_Фрагмент источника:_
--------------------------------

Творчество Александра Иванова и в этом смысле представлялось важнейшим историческим прецедентом.

Верный своему обычному взгляду на генеральный путь развития русского изобразительного искусства, Стасов, мы видели, оценивал пятидесятые годы мерою достоинств и недостатков жанровой картины тех лет. Хорошо известно между тем что на выставках этого десятилетия явно преобладала пейзажная живопись — факт, давно уже зарегистрированный нашей наукой22. Большинство из того, что экспонировалось тогда по этой части и на чем останавливали свое внимание журнальные рецензенты, представляет преимущественный интерес для характеристики социокультурной ситуации пятидесятых годов, а не самого художественного процесса. Много и выразительно говорят о вкусах выставочной публики очень популярные в то время ландшафты Горавского и Эрасси, романтические марины Айвазовского и Лагорио. Среди европейских «пейзажных» знаменитостей особым успехом в России пользовались картины швейцарца Калама, причем его авторитет был безоговорочным и у художников, и у посетителей выставочных зал.

Пейзажная картина, наряду с портретом, — быть может, самый благодатный материал для выяснения способов и форм общественного бытования изобразительного искусства в русской культуре изучаемого времени. И вместе с тем этот пейзажный «бум» пятидесятых годов было бы глупо рассматривать лишь как результат расчетливых действий художников, их желания полнее удовлетворить зрителя. Он, безусловно, был откликом, пусть иногда косвенным, на весьма существенные свойства художественного сознания эпохи. «Вид местности» или образ мироздания — это альтернатива, родившаяся в недрах романтического искусства, обрела теперь множество смысловых измерений: от религиозного и философско-культурного до функционально-бытового и познавательно-просветительского. Можно сказать, что эта тема в известном смысле стала для искусства испытанием на серьезность его духовных намерений. Один эпизод из литературной жизни того времени позволит легко убедиться в сказанном.

В конце пятидесятых годов московский журнал «Русская беседа» напечатал подряд две поэмы А.К. Толстого — «Иоанн Дамаскин» и «Грешница». На публикацию быстро откликнулся И.С. Аксаков, упрекнув автора поэм в некотором академизме. Своему критику, вполне доброжелательному и в эстетическом отношении даже единомышленнику, Толстой ответил стихотворным посланием — «И.С. Аксакову». Это был род поэтического манифеста, много дающего для понимания художественных позиций деятелей русской культуры. Некоторые его строки хотелось бы здесь напомнить.

--------------------------------

Извлечённые записи
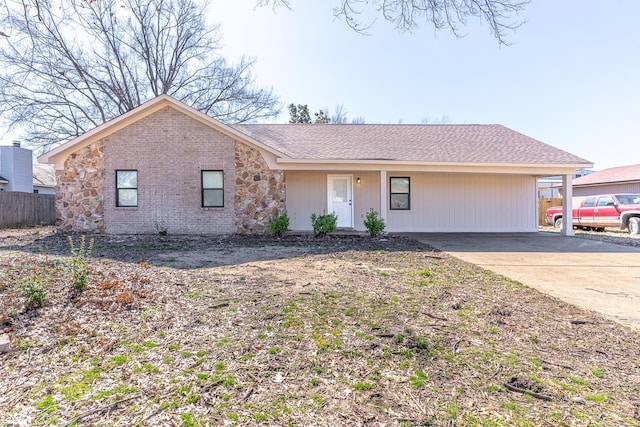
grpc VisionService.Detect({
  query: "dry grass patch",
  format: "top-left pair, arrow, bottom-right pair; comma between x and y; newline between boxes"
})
0,231 -> 640,426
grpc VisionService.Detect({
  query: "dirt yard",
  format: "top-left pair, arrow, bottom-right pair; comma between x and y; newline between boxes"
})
0,228 -> 640,426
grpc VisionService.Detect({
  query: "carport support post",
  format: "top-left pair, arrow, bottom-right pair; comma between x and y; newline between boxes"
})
380,171 -> 388,224
560,175 -> 575,236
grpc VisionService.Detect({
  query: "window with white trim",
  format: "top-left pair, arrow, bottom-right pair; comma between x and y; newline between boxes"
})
201,171 -> 224,208
389,176 -> 411,211
116,169 -> 138,208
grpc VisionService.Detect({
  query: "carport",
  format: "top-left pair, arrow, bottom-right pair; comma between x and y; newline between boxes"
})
412,236 -> 640,329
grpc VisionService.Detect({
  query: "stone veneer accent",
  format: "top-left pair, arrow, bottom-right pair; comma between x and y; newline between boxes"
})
56,141 -> 104,232
235,141 -> 286,234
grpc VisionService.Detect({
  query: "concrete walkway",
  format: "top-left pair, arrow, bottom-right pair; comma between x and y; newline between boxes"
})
412,233 -> 640,329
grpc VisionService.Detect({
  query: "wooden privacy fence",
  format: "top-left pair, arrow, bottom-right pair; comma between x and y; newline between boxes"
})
538,199 -> 562,225
0,191 -> 56,228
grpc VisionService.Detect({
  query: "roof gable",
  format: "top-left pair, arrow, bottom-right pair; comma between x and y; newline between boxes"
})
38,95 -> 282,169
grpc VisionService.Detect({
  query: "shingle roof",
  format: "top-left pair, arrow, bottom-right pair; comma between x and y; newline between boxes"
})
233,124 -> 591,165
573,164 -> 640,187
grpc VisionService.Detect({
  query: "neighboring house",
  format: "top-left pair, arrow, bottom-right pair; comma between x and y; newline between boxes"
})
0,142 -> 33,193
538,168 -> 596,199
558,164 -> 640,197
0,141 -> 56,194
33,163 -> 56,194
38,95 -> 592,234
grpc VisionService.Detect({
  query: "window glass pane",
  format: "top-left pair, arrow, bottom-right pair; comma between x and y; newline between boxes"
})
116,171 -> 138,188
202,190 -> 224,206
118,189 -> 138,206
598,197 -> 613,206
391,178 -> 409,193
202,171 -> 224,188
391,194 -> 409,209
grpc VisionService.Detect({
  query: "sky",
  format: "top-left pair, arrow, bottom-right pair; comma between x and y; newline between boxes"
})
207,0 -> 640,170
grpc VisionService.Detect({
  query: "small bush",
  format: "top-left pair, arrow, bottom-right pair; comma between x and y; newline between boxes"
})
20,267 -> 47,307
69,236 -> 93,292
268,212 -> 289,237
311,213 -> 338,237
364,209 -> 386,237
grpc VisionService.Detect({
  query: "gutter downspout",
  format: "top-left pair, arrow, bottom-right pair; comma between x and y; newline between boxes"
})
560,175 -> 575,236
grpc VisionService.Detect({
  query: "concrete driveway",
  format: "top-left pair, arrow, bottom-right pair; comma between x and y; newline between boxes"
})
413,233 -> 640,329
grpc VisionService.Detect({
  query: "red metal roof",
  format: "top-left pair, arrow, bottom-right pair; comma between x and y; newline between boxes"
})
573,164 -> 640,187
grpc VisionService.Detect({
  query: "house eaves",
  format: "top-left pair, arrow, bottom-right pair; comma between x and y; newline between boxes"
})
277,158 -> 584,177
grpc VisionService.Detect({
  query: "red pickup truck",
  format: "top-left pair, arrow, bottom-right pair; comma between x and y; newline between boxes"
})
547,194 -> 640,234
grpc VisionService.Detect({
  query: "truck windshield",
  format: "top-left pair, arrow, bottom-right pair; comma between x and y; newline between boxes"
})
616,194 -> 640,205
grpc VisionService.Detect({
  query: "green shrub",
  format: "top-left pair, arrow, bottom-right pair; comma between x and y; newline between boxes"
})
268,212 -> 289,237
20,267 -> 47,307
69,236 -> 93,292
311,213 -> 338,237
364,209 -> 386,237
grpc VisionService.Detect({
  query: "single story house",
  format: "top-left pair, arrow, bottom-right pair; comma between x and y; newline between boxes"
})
558,164 -> 640,197
38,95 -> 592,234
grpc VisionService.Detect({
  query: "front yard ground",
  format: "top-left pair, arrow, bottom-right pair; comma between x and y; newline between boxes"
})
0,228 -> 640,426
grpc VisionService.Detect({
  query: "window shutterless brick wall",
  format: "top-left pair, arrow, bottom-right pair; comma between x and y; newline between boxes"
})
56,107 -> 285,235
104,107 -> 235,234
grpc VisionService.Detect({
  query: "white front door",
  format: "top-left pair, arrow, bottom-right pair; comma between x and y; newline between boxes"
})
327,175 -> 353,228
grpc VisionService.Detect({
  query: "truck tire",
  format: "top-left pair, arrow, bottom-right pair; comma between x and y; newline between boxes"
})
553,217 -> 562,230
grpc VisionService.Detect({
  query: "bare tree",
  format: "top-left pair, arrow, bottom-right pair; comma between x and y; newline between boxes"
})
257,0 -> 530,45
0,0 -> 279,149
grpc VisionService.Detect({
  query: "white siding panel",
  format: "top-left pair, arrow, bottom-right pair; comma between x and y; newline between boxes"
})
285,171 -> 327,230
387,173 -> 537,232
286,171 -> 381,231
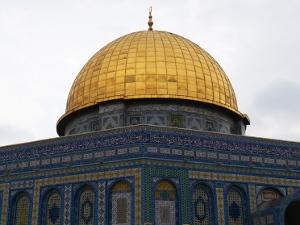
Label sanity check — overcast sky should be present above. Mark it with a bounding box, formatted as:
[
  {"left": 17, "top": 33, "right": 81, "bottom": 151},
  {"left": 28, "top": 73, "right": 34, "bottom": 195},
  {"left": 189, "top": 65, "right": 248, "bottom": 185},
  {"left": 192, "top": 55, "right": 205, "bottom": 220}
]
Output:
[{"left": 0, "top": 0, "right": 300, "bottom": 146}]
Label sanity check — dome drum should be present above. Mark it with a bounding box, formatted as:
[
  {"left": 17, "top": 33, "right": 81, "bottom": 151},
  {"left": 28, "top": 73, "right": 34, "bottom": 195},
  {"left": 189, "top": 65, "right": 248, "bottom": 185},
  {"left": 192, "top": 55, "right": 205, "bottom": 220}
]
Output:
[{"left": 59, "top": 99, "right": 246, "bottom": 135}]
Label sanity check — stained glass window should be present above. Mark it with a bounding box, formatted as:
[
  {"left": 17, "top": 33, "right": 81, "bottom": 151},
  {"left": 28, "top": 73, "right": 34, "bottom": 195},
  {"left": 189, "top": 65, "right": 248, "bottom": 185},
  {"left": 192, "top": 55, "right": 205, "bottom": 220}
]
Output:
[
  {"left": 11, "top": 193, "right": 30, "bottom": 225},
  {"left": 110, "top": 181, "right": 133, "bottom": 225},
  {"left": 192, "top": 184, "right": 214, "bottom": 225},
  {"left": 226, "top": 187, "right": 247, "bottom": 225},
  {"left": 42, "top": 189, "right": 62, "bottom": 225},
  {"left": 154, "top": 180, "right": 178, "bottom": 225},
  {"left": 74, "top": 186, "right": 95, "bottom": 225}
]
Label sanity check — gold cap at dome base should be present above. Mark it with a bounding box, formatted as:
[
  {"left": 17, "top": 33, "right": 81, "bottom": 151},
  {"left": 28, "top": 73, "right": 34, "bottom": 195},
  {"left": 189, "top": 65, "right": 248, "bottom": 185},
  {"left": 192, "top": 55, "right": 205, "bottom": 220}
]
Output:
[{"left": 58, "top": 31, "right": 249, "bottom": 134}]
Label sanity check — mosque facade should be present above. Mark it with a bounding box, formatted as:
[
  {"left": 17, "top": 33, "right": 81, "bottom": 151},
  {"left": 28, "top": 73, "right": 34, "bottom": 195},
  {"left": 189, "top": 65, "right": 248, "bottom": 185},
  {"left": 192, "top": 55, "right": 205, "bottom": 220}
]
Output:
[{"left": 0, "top": 14, "right": 300, "bottom": 225}]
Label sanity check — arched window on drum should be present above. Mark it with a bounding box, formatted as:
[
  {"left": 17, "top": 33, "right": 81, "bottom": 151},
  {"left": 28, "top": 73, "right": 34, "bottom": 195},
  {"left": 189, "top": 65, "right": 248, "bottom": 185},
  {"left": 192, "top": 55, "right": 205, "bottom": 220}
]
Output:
[
  {"left": 74, "top": 185, "right": 96, "bottom": 225},
  {"left": 225, "top": 186, "right": 249, "bottom": 225},
  {"left": 110, "top": 181, "right": 133, "bottom": 225},
  {"left": 192, "top": 184, "right": 215, "bottom": 225},
  {"left": 9, "top": 192, "right": 30, "bottom": 225},
  {"left": 154, "top": 180, "right": 178, "bottom": 225},
  {"left": 40, "top": 189, "right": 62, "bottom": 225}
]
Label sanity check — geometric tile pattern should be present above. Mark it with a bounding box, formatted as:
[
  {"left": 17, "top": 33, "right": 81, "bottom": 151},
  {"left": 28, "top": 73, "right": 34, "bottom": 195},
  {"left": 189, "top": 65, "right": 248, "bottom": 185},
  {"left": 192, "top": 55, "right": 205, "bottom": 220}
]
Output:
[
  {"left": 32, "top": 168, "right": 142, "bottom": 225},
  {"left": 189, "top": 171, "right": 300, "bottom": 186}
]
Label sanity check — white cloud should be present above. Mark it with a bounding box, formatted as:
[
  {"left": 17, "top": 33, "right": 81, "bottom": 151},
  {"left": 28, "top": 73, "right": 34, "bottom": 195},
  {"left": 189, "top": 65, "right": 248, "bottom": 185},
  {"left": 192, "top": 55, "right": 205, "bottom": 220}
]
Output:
[{"left": 0, "top": 0, "right": 300, "bottom": 145}]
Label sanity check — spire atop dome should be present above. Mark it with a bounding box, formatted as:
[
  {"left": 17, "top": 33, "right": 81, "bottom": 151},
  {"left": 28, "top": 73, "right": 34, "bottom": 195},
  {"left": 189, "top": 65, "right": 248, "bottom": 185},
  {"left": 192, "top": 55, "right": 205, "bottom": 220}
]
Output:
[{"left": 148, "top": 6, "right": 153, "bottom": 30}]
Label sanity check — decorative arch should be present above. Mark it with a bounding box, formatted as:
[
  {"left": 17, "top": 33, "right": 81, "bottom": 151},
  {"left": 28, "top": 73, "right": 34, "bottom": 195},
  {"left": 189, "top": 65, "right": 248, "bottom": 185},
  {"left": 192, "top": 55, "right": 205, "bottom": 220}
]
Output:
[
  {"left": 109, "top": 180, "right": 133, "bottom": 225},
  {"left": 154, "top": 179, "right": 179, "bottom": 225},
  {"left": 40, "top": 188, "right": 63, "bottom": 225},
  {"left": 9, "top": 191, "right": 31, "bottom": 225},
  {"left": 74, "top": 184, "right": 96, "bottom": 225},
  {"left": 191, "top": 183, "right": 214, "bottom": 225},
  {"left": 225, "top": 185, "right": 249, "bottom": 225},
  {"left": 279, "top": 192, "right": 300, "bottom": 225},
  {"left": 256, "top": 187, "right": 284, "bottom": 206}
]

--------------------------------

_Список заданий:_
#1 Картины какого европейского художника, согласно тексту о пейзажной живописи пятидесятых годов, пользовались в России особым успехом?
#2 Продолжите текст о русской пейзажной живописи пятидесятых годов после его последнего предложения.

_Ответы:_
#1 Картины швейцарца Калама.

#2
Судя меня довольно строго,
В моих стихах находишь ты,
Что в них торжественности много
И слишком мало простоты.

Толстой убеждает своего оппонента, что ему, как поэту, совсем не чужда окружающая жизнь:

Поверь, и мне мила природа,
И быт родного нам народа:
Его стремленья я делю,
И все земное я люблю,
Все ежедневные картины:
Поля, и села, и равнины,
И шум колеблемых лесов.
И звон косы в лугу росистом,
И пляску с топаньем и свистом
Под говор пьяных мужичков...

Но далее идет многозначительное признание, выражающее, можно сказать, поэтический философско-религиозный символ веры Толстого:

По все, что чисто и достойно,
Что на земле сложилось стройно,
Для человека то ужель
В тревоге вечной мирозданья
Есть грань высокого призванья
И окончательная цель?
Нет, в каждом шорохе растенья
И в каждом трепете листа
Иное слышится значенье,
Видна иная красота!
Я в них иному гласу внемлю,
И жизнью смертною дыша,
Гляжу с любовию на землю,
Но выше просится душа;
И что ее, всегда чаруя,
Зовет и манит вдалеке —
О том поведать не могу я
На ежедневном языке23.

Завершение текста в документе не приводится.